出題内容 1:
投資と心理についての文章から、「投資家の皆様には、損切りをな」を含む箇所で始めて「はさらっと流してください。)」の後で終わる部分を、一字一句変えずに書き出してください。

本文ブロック:
'''

今日は心理と投資を結びつけた話をします。

 

投資家の皆様には、損切りをなかなか出来ずに塩漬けの株ばかりが残ってしまったり、少し利益が出ると今売っておかなきゃと慌てて売ってしまう経験ありませんか?そしてその後株価はさらに上がって後悔する。よくあることではないでしょうか。

 

私が「投資はメンタルスポーツ、格闘技です」と申し上げるのはこういうところからです。リターンの大小は結局、人間の心理によって左右される部分が結構大きいと感じています。

 

そして、これはアメリカの認知心理学者ダニエル・カーネマン氏というノーベル経済学賞を受賞した超大物が「プロスペクト理論」で明らかにしています。いわゆる行動ファイナンスや行動経済学の分野です。聞かれたことありますかね。

この方はファイナンス分野で辺り前のように使われる「期待効用理論」を真っ向から批判していて、これはこれで私としてはとても興味深い話です。(このあたりはさらっと流してください。)

 

「プロスペクト理論」を簡単に説明すると、

『投資家は収益よりも損失の方に敏感に反応し、収益が出ている場合は損失回避的な利益確定に走りやすい。一方、損失が出ている場合はそれを取り戻そうとしてより大きなリスクを取るような投資判断を行いやすいとされる。』ということ。

これはまさに冒頭の投資家が取っている行動。ただこれは投資家が取った行動を分析しただけのような話ですよね。

 

 

そこでカーネマンの理論をさらに掘り下げて説明します。

■人間の思考システム

人間の思考はシステム1「ファスト」システム2「スロー」という2つのシステムが働いていて、それらは以下のような特徴を持っています。


システム1=「ファスト」

これは大昔から人間にデフォルト設定されている直感的な思考システムで、自動的に瞬時に物事を判断する。このシステムを動かすことには努力をほとんど要しないものです。ただし難解な問題については対応が難しい。

例えば「マスクをしていない人間が近づいてきたから、避ける」とかですね。これは熟慮していませんよね。

'''

[抽出されたエントリ]
'''

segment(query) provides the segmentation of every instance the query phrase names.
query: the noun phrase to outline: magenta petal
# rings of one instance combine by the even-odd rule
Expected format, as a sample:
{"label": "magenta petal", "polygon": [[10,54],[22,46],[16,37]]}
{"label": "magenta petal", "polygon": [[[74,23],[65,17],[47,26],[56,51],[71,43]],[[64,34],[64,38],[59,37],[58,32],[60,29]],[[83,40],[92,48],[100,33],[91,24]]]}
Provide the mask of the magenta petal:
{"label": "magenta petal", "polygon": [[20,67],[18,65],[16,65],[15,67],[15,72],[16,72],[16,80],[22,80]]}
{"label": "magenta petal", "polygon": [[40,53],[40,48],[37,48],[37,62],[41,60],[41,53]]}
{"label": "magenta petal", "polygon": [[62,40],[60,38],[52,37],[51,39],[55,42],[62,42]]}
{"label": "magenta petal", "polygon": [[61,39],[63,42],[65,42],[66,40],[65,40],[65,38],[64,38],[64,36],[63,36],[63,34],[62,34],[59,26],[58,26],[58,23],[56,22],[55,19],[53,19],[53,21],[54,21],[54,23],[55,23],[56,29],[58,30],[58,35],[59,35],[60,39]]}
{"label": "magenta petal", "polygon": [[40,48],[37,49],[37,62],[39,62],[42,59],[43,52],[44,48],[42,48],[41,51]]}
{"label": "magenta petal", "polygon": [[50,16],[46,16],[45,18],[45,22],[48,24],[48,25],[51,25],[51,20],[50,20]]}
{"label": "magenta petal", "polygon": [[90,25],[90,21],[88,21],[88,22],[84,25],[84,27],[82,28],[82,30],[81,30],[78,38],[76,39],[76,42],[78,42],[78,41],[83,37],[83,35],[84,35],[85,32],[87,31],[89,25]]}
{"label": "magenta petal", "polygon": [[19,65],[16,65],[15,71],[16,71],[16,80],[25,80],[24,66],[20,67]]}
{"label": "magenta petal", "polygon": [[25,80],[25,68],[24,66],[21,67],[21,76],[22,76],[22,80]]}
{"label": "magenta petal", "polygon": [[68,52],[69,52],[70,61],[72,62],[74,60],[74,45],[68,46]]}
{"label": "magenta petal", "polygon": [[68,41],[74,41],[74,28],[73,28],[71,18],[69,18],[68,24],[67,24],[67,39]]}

'''

出題内容 2:
上のエントリの中から「phrase」という語句を含む行をすべて探し、そのまま写してください。

解答全文 1:
投資家の皆様には、損切りをなかなか出来ずに塩漬けの株ばかりが残ってしまったり、少し利益が出ると今売っておかなきゃと慌てて売ってしまう経験ありませんか?そしてその後株価はさらに上がって後悔する。よくあることではないでしょうか。

 

私が「投資はメンタルスポーツ、格闘技です」と申し上げるのはこういうところからです。リターンの大小は結局、人間の心理によって左右される部分が結構大きいと感じています。

 

そして、これはアメリカの認知心理学者ダニエル・カーネマン氏というノーベル経済学賞を受賞した超大物が「プロスペクト理論」で明らかにしています。いわゆる行動ファイナンスや行動経済学の分野です。聞かれたことありますかね。

この方はファイナンス分野で辺り前のように使われる「期待効用理論」を真っ向から批判していて、これはこれで私としてはとても興味深い話です。(このあたりはさらっと流してください。)

解答全文 2:
segment(query) provides the segmentation of every instance the query phrase names.
query: the noun phrase to outline: magenta petal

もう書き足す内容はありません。